What to do. Tally the lines below that contain the word "locomotive". Only the total should be given.

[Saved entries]
BEGIN
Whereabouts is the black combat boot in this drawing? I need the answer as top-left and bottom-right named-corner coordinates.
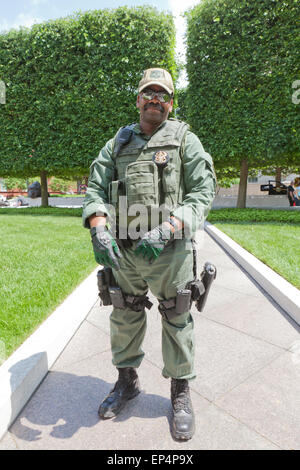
top-left (98, 367), bottom-right (141, 419)
top-left (171, 378), bottom-right (195, 440)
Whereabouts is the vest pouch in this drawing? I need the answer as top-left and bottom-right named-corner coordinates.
top-left (162, 164), bottom-right (177, 193)
top-left (161, 163), bottom-right (179, 208)
top-left (125, 161), bottom-right (159, 208)
top-left (108, 180), bottom-right (125, 207)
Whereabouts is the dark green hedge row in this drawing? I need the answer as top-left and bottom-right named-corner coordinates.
top-left (185, 0), bottom-right (300, 172)
top-left (0, 207), bottom-right (83, 217)
top-left (0, 207), bottom-right (82, 218)
top-left (0, 7), bottom-right (176, 177)
top-left (1, 207), bottom-right (299, 225)
top-left (207, 208), bottom-right (300, 224)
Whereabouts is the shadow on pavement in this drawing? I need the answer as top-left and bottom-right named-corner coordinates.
top-left (9, 370), bottom-right (170, 442)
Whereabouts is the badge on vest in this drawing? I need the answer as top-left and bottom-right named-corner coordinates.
top-left (152, 151), bottom-right (170, 167)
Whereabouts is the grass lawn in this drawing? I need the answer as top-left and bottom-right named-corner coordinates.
top-left (214, 222), bottom-right (300, 289)
top-left (0, 208), bottom-right (96, 362)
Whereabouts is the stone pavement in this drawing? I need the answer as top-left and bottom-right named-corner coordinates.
top-left (0, 231), bottom-right (299, 450)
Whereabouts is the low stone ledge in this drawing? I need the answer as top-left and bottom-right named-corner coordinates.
top-left (205, 222), bottom-right (300, 326)
top-left (0, 268), bottom-right (99, 440)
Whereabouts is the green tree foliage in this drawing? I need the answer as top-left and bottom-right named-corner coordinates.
top-left (185, 0), bottom-right (300, 205)
top-left (0, 7), bottom-right (176, 178)
top-left (177, 87), bottom-right (242, 188)
top-left (176, 88), bottom-right (188, 121)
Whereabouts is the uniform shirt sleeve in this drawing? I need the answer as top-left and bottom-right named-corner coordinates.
top-left (82, 138), bottom-right (115, 228)
top-left (171, 130), bottom-right (216, 237)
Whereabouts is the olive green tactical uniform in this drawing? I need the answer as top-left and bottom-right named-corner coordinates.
top-left (83, 119), bottom-right (216, 380)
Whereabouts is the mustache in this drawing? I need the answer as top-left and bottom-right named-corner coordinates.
top-left (144, 102), bottom-right (164, 113)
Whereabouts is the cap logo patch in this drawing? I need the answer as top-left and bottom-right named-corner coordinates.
top-left (150, 70), bottom-right (164, 79)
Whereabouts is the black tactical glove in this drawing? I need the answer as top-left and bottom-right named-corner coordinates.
top-left (90, 225), bottom-right (122, 271)
top-left (135, 223), bottom-right (173, 263)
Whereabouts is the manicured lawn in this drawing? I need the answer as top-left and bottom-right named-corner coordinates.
top-left (0, 208), bottom-right (96, 362)
top-left (214, 222), bottom-right (300, 289)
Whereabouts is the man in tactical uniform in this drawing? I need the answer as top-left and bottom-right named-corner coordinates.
top-left (82, 68), bottom-right (216, 441)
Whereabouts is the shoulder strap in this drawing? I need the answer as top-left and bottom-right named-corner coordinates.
top-left (166, 119), bottom-right (189, 162)
top-left (179, 126), bottom-right (189, 163)
top-left (112, 124), bottom-right (136, 159)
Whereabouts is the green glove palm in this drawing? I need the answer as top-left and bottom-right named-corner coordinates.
top-left (135, 224), bottom-right (173, 263)
top-left (90, 226), bottom-right (122, 270)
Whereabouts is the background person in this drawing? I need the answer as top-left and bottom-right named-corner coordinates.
top-left (287, 180), bottom-right (296, 206)
top-left (294, 177), bottom-right (300, 206)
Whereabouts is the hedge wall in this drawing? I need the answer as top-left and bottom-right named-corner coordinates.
top-left (185, 0), bottom-right (300, 173)
top-left (0, 6), bottom-right (176, 177)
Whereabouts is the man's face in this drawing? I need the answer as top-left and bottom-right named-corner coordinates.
top-left (136, 85), bottom-right (173, 126)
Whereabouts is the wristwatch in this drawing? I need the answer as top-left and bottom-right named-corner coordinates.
top-left (167, 217), bottom-right (179, 231)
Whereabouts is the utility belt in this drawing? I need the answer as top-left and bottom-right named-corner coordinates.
top-left (96, 259), bottom-right (216, 319)
top-left (97, 267), bottom-right (153, 312)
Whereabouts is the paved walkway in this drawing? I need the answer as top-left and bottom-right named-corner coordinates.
top-left (0, 231), bottom-right (299, 450)
top-left (3, 195), bottom-right (298, 210)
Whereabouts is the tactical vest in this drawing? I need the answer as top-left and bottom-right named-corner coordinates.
top-left (109, 119), bottom-right (188, 228)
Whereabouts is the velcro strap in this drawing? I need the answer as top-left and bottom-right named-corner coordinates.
top-left (160, 298), bottom-right (176, 310)
top-left (189, 280), bottom-right (205, 301)
top-left (125, 294), bottom-right (153, 312)
top-left (158, 298), bottom-right (177, 321)
top-left (144, 299), bottom-right (153, 310)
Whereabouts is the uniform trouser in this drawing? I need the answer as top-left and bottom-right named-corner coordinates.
top-left (111, 238), bottom-right (196, 380)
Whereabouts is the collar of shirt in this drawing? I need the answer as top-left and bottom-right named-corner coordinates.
top-left (133, 120), bottom-right (167, 140)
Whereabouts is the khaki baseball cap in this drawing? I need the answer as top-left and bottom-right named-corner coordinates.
top-left (138, 68), bottom-right (174, 95)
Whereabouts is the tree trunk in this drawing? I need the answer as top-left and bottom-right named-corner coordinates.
top-left (40, 171), bottom-right (49, 207)
top-left (236, 159), bottom-right (248, 208)
top-left (275, 167), bottom-right (282, 187)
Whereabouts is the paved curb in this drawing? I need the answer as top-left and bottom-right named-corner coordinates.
top-left (205, 222), bottom-right (300, 326)
top-left (0, 268), bottom-right (99, 441)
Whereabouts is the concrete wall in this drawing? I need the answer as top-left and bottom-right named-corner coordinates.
top-left (212, 195), bottom-right (292, 209)
top-left (255, 173), bottom-right (298, 184)
top-left (11, 195), bottom-right (298, 210)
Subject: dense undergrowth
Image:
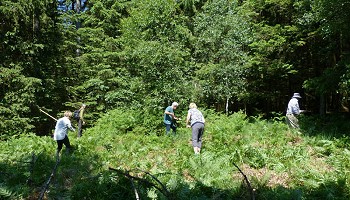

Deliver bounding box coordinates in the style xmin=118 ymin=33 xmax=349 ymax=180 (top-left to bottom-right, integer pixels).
xmin=1 ymin=109 xmax=350 ymax=199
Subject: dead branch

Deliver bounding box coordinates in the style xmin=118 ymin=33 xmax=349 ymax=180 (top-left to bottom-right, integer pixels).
xmin=135 ymin=169 xmax=171 ymax=197
xmin=130 ymin=177 xmax=140 ymax=200
xmin=232 ymin=162 xmax=255 ymax=200
xmin=108 ymin=167 xmax=171 ymax=199
xmin=38 ymin=156 xmax=60 ymax=200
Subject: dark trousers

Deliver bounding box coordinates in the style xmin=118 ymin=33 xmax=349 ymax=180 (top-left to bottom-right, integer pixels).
xmin=77 ymin=119 xmax=83 ymax=137
xmin=165 ymin=123 xmax=176 ymax=135
xmin=56 ymin=135 xmax=71 ymax=153
xmin=192 ymin=123 xmax=204 ymax=148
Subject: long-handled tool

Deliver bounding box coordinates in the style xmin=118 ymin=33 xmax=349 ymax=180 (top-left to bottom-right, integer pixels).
xmin=39 ymin=108 xmax=57 ymax=121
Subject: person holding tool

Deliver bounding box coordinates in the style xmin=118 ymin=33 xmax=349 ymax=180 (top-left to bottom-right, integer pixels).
xmin=163 ymin=102 xmax=179 ymax=135
xmin=74 ymin=104 xmax=86 ymax=137
xmin=286 ymin=93 xmax=303 ymax=129
xmin=54 ymin=111 xmax=75 ymax=156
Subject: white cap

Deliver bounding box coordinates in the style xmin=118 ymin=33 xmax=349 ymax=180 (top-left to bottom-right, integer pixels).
xmin=292 ymin=93 xmax=302 ymax=98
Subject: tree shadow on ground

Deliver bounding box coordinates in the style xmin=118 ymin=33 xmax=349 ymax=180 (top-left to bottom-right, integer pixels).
xmin=81 ymin=167 xmax=349 ymax=200
xmin=2 ymin=150 xmax=349 ymax=200
xmin=0 ymin=145 xmax=138 ymax=199
xmin=253 ymin=178 xmax=349 ymax=200
xmin=0 ymin=150 xmax=59 ymax=199
xmin=91 ymin=174 xmax=349 ymax=200
xmin=299 ymin=113 xmax=350 ymax=139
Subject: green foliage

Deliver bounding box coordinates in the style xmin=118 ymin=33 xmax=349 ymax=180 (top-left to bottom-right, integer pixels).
xmin=2 ymin=0 xmax=350 ymax=138
xmin=312 ymin=0 xmax=350 ymax=38
xmin=0 ymin=1 xmax=350 ymax=199
xmin=296 ymin=0 xmax=350 ymax=112
xmin=70 ymin=172 xmax=135 ymax=200
xmin=89 ymin=108 xmax=138 ymax=135
xmin=193 ymin=0 xmax=250 ymax=108
xmin=119 ymin=0 xmax=194 ymax=109
xmin=0 ymin=66 xmax=41 ymax=139
xmin=0 ymin=184 xmax=16 ymax=200
xmin=0 ymin=0 xmax=76 ymax=137
xmin=303 ymin=67 xmax=344 ymax=95
xmin=2 ymin=109 xmax=350 ymax=199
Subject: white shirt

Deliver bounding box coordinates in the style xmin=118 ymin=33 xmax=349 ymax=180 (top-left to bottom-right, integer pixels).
xmin=286 ymin=98 xmax=300 ymax=115
xmin=54 ymin=117 xmax=75 ymax=140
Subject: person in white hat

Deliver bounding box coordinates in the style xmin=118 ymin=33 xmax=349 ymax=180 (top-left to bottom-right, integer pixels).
xmin=286 ymin=93 xmax=302 ymax=129
xmin=163 ymin=102 xmax=179 ymax=135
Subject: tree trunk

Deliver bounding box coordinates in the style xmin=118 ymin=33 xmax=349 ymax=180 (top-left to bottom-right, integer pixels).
xmin=75 ymin=0 xmax=81 ymax=29
xmin=319 ymin=93 xmax=326 ymax=115
xmin=226 ymin=97 xmax=229 ymax=114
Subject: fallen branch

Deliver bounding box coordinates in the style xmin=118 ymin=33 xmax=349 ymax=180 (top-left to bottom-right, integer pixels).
xmin=130 ymin=177 xmax=140 ymax=200
xmin=232 ymin=162 xmax=255 ymax=200
xmin=108 ymin=167 xmax=171 ymax=199
xmin=136 ymin=169 xmax=171 ymax=197
xmin=38 ymin=156 xmax=60 ymax=200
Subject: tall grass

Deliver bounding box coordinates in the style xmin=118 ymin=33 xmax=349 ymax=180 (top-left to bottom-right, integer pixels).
xmin=1 ymin=109 xmax=349 ymax=199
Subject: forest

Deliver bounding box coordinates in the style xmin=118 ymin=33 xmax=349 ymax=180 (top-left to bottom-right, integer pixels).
xmin=1 ymin=0 xmax=349 ymax=137
xmin=1 ymin=0 xmax=350 ymax=199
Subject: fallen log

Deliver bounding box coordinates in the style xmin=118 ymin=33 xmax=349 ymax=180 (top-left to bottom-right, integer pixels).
xmin=38 ymin=156 xmax=60 ymax=200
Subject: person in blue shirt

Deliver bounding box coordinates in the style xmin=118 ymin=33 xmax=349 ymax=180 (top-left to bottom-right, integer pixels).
xmin=286 ymin=93 xmax=302 ymax=129
xmin=164 ymin=102 xmax=179 ymax=135
xmin=54 ymin=111 xmax=75 ymax=156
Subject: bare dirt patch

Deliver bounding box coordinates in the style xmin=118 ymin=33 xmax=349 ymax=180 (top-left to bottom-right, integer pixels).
xmin=233 ymin=164 xmax=290 ymax=188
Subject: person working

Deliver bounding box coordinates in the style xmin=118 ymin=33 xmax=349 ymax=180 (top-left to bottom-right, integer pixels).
xmin=54 ymin=111 xmax=75 ymax=156
xmin=286 ymin=93 xmax=302 ymax=129
xmin=75 ymin=104 xmax=86 ymax=137
xmin=164 ymin=102 xmax=179 ymax=135
xmin=186 ymin=103 xmax=205 ymax=155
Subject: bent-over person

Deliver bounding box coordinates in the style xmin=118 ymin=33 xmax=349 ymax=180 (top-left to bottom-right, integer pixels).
xmin=186 ymin=103 xmax=205 ymax=155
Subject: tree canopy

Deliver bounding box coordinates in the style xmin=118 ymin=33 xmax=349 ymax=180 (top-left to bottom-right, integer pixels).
xmin=1 ymin=0 xmax=350 ymax=139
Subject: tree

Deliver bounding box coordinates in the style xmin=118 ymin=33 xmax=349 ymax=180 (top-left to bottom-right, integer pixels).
xmin=63 ymin=0 xmax=134 ymax=118
xmin=0 ymin=0 xmax=64 ymax=138
xmin=119 ymin=0 xmax=194 ymax=111
xmin=303 ymin=0 xmax=350 ymax=114
xmin=192 ymin=0 xmax=251 ymax=113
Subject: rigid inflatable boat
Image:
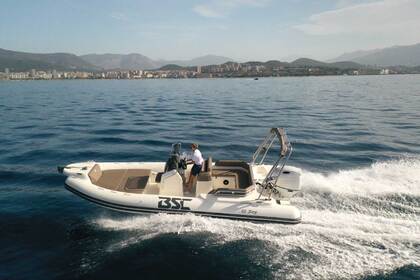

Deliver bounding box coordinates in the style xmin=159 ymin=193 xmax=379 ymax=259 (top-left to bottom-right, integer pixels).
xmin=59 ymin=128 xmax=302 ymax=224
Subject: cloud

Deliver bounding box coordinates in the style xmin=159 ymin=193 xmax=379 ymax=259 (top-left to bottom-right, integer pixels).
xmin=294 ymin=0 xmax=420 ymax=38
xmin=193 ymin=5 xmax=224 ymax=18
xmin=193 ymin=0 xmax=270 ymax=18
xmin=110 ymin=12 xmax=129 ymax=22
xmin=333 ymin=0 xmax=377 ymax=9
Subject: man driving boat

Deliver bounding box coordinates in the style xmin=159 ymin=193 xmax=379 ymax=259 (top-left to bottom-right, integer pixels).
xmin=186 ymin=143 xmax=204 ymax=193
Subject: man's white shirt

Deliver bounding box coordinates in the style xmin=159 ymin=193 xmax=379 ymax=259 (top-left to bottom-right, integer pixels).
xmin=190 ymin=149 xmax=204 ymax=165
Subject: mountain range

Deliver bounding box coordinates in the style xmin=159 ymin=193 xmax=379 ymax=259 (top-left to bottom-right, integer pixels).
xmin=79 ymin=53 xmax=159 ymax=70
xmin=0 ymin=48 xmax=99 ymax=72
xmin=0 ymin=48 xmax=367 ymax=72
xmin=80 ymin=53 xmax=232 ymax=70
xmin=0 ymin=48 xmax=234 ymax=72
xmin=1 ymin=42 xmax=420 ymax=72
xmin=289 ymin=58 xmax=365 ymax=69
xmin=158 ymin=58 xmax=367 ymax=71
xmin=330 ymin=43 xmax=420 ymax=67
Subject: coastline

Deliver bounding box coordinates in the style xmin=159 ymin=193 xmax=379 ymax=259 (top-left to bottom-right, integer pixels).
xmin=1 ymin=72 xmax=419 ymax=81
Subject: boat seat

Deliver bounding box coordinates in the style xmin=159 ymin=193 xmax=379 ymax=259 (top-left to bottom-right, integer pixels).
xmin=89 ymin=164 xmax=102 ymax=184
xmin=95 ymin=170 xmax=124 ymax=189
xmin=202 ymin=157 xmax=213 ymax=172
xmin=159 ymin=170 xmax=183 ymax=196
xmin=214 ymin=160 xmax=253 ymax=189
xmin=143 ymin=183 xmax=159 ymax=194
xmin=196 ymin=157 xmax=213 ymax=196
xmin=121 ymin=170 xmax=152 ymax=192
xmin=125 ymin=175 xmax=149 ymax=190
xmin=89 ymin=165 xmax=153 ymax=192
xmin=198 ymin=157 xmax=212 ymax=181
xmin=211 ymin=172 xmax=238 ymax=189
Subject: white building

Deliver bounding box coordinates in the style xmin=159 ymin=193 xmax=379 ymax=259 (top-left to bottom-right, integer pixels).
xmin=10 ymin=72 xmax=29 ymax=79
xmin=380 ymin=69 xmax=390 ymax=75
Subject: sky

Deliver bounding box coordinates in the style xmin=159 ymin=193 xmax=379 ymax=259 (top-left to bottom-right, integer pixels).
xmin=1 ymin=0 xmax=420 ymax=62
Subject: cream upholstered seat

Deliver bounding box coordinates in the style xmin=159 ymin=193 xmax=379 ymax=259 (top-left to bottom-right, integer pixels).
xmin=88 ymin=164 xmax=102 ymax=184
xmin=143 ymin=183 xmax=159 ymax=194
xmin=88 ymin=164 xmax=153 ymax=193
xmin=159 ymin=170 xmax=183 ymax=196
xmin=196 ymin=157 xmax=214 ymax=196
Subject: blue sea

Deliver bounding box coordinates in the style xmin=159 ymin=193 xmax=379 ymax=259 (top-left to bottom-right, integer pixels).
xmin=0 ymin=76 xmax=419 ymax=280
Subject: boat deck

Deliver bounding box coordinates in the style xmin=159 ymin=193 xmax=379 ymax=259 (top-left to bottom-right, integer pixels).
xmin=88 ymin=160 xmax=254 ymax=197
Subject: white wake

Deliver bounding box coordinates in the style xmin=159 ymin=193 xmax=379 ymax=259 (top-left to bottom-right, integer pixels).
xmin=300 ymin=157 xmax=420 ymax=196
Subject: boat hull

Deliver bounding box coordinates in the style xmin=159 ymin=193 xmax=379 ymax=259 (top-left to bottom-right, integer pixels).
xmin=64 ymin=176 xmax=301 ymax=224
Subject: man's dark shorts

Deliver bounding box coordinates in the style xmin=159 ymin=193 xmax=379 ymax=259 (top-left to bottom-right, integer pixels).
xmin=191 ymin=164 xmax=202 ymax=176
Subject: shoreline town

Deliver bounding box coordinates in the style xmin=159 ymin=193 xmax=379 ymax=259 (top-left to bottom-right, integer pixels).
xmin=1 ymin=62 xmax=419 ymax=80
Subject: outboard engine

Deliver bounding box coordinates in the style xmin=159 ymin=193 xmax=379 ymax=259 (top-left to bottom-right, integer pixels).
xmin=272 ymin=166 xmax=301 ymax=200
xmin=256 ymin=166 xmax=301 ymax=201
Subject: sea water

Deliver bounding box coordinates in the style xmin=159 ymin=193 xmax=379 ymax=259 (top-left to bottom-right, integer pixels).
xmin=0 ymin=76 xmax=419 ymax=279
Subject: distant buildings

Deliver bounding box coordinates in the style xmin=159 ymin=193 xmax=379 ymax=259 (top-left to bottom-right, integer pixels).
xmin=0 ymin=64 xmax=418 ymax=81
xmin=9 ymin=72 xmax=29 ymax=79
xmin=0 ymin=69 xmax=94 ymax=80
xmin=380 ymin=69 xmax=390 ymax=75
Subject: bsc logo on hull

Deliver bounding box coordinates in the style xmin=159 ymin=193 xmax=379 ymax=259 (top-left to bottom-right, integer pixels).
xmin=158 ymin=196 xmax=192 ymax=210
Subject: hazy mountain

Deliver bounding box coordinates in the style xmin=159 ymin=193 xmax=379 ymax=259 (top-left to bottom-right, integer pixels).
xmin=263 ymin=60 xmax=290 ymax=68
xmin=164 ymin=55 xmax=234 ymax=67
xmin=80 ymin=53 xmax=160 ymax=70
xmin=330 ymin=43 xmax=420 ymax=67
xmin=0 ymin=48 xmax=99 ymax=72
xmin=1 ymin=47 xmax=373 ymax=72
xmin=291 ymin=58 xmax=328 ymax=67
xmin=290 ymin=58 xmax=365 ymax=69
xmin=80 ymin=53 xmax=233 ymax=70
xmin=329 ymin=49 xmax=379 ymax=62
xmin=158 ymin=64 xmax=190 ymax=71
xmin=241 ymin=61 xmax=265 ymax=66
xmin=158 ymin=58 xmax=367 ymax=73
xmin=329 ymin=61 xmax=367 ymax=69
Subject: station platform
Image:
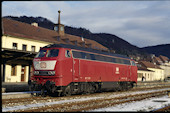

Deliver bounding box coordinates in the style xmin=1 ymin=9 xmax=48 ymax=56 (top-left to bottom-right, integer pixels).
xmin=2 ymin=82 xmax=29 ymax=92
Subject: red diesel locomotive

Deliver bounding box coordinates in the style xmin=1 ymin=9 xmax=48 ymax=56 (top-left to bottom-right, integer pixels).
xmin=28 ymin=44 xmax=137 ymax=96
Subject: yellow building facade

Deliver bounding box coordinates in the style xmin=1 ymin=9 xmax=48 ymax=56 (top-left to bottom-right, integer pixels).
xmin=2 ymin=35 xmax=51 ymax=82
xmin=160 ymin=65 xmax=170 ymax=79
xmin=138 ymin=61 xmax=165 ymax=81
xmin=147 ymin=68 xmax=164 ymax=81
xmin=137 ymin=69 xmax=154 ymax=81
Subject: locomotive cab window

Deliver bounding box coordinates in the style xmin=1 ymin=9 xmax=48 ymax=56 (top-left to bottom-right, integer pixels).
END
Solution for this problem. 2